======== EXERCISE INPUTS
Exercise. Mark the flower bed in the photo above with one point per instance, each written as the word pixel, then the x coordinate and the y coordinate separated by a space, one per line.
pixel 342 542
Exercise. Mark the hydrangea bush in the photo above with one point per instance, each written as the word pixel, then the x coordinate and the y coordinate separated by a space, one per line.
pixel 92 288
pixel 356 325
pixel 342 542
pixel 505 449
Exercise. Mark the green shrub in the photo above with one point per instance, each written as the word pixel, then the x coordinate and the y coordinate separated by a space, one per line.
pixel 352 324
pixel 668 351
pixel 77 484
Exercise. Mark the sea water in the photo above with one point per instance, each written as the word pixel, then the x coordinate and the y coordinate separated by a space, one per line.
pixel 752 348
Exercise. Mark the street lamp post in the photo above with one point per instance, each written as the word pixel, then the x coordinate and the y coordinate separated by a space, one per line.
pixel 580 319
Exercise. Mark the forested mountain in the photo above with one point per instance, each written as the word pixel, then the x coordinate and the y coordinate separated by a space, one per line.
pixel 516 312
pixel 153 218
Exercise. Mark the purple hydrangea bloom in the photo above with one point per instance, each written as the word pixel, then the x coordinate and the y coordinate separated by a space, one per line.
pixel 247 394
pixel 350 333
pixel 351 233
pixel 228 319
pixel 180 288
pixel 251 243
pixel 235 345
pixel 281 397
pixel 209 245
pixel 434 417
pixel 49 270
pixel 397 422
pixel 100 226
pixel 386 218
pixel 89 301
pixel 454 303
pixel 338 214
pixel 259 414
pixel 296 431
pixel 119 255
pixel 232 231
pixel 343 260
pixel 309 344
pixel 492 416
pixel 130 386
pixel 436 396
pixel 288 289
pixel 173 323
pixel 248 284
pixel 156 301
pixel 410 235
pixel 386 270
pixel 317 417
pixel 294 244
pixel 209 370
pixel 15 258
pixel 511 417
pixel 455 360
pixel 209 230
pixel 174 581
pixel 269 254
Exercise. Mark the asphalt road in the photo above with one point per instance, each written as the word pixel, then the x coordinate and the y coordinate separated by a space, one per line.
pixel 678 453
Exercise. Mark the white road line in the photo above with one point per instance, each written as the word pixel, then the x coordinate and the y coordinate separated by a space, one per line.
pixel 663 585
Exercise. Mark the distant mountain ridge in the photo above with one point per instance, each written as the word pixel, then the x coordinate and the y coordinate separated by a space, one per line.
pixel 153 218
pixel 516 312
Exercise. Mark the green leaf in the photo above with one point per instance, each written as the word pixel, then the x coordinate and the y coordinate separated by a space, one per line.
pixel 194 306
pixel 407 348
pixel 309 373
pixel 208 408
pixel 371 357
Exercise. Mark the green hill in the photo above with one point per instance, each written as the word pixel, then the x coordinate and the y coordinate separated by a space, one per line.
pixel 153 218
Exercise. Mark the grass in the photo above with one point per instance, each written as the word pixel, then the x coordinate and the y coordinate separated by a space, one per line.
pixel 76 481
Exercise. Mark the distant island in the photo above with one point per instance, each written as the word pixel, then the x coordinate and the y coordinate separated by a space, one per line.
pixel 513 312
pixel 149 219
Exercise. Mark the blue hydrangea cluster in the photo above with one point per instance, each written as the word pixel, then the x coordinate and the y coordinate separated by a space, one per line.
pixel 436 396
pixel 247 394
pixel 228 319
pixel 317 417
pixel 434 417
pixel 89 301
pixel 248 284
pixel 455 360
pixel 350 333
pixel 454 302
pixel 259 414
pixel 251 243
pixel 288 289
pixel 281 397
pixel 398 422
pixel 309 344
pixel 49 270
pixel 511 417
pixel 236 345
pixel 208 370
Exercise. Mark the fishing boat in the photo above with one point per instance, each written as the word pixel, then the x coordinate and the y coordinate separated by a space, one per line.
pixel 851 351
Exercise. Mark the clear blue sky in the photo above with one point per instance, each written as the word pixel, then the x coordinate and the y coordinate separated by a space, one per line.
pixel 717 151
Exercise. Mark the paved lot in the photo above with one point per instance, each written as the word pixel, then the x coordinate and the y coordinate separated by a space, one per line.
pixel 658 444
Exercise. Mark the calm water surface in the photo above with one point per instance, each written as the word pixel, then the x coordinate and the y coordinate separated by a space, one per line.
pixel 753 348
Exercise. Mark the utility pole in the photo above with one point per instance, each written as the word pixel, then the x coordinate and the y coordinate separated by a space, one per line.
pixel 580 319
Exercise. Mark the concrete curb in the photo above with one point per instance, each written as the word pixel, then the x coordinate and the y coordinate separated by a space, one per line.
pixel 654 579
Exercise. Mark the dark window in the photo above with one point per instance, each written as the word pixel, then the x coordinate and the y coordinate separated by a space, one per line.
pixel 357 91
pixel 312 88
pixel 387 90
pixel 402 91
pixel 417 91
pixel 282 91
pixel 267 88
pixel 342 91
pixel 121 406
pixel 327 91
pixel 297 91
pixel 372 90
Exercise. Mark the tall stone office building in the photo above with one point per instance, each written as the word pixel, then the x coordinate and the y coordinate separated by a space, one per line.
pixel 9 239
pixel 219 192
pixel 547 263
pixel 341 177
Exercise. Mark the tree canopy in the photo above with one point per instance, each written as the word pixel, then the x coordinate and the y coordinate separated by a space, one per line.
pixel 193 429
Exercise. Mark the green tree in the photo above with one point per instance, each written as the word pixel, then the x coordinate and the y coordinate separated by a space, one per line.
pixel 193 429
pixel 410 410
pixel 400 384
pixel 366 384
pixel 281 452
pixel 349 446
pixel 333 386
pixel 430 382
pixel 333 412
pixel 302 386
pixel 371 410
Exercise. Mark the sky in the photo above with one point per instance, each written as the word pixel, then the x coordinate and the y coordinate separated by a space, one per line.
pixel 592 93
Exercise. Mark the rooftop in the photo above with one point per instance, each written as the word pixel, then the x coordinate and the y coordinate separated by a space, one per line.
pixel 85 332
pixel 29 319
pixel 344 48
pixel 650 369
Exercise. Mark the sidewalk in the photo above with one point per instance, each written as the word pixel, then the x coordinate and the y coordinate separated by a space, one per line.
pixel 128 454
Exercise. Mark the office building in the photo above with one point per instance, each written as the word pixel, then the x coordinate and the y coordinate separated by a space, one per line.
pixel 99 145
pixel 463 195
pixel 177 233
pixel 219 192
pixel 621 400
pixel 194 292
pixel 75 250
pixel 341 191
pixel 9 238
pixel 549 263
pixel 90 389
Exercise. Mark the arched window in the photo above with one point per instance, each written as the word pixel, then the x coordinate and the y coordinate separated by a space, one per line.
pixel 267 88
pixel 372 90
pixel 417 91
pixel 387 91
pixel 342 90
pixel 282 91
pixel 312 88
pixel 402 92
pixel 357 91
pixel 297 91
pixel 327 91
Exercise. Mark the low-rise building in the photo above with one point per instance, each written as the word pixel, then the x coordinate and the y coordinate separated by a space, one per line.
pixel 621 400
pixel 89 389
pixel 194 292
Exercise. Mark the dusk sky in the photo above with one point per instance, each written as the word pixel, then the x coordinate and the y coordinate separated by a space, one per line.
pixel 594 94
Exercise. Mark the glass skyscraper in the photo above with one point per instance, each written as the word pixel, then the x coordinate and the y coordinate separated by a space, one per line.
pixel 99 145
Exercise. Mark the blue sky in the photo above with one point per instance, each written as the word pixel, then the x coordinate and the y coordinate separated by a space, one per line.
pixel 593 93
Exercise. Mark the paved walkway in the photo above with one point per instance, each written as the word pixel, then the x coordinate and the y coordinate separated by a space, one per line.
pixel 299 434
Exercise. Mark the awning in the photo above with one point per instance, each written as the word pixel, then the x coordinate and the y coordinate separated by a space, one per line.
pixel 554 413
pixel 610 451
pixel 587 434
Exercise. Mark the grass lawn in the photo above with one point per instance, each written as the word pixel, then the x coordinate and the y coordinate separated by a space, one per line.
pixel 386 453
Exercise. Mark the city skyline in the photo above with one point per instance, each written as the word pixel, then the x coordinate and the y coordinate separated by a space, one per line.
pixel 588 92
================
**ASSIGNMENT:**
Having found the line with "Exercise. Mark the awning" in the listing above, transcribe it and every line after it to the end, exactly, with no additions.

**ANSWER SECTION:**
Exercise. Mark the awning in the photo above with one point per instance, each written as the word pixel, then the x coordinate and the y coordinate separated by a space, one per line.
pixel 554 413
pixel 610 451
pixel 587 434
Exercise. Mark the grass lawn in the photo above with one point per instance, each written as the word pixel, then the x coordinate and the y coordinate separated by a space, one per line.
pixel 386 453
Exercise. Mark the city skyline in the photo above with one point per instance, each written as the word pixel, then the x coordinate and the y coordinate separated by a space, one per line.
pixel 588 92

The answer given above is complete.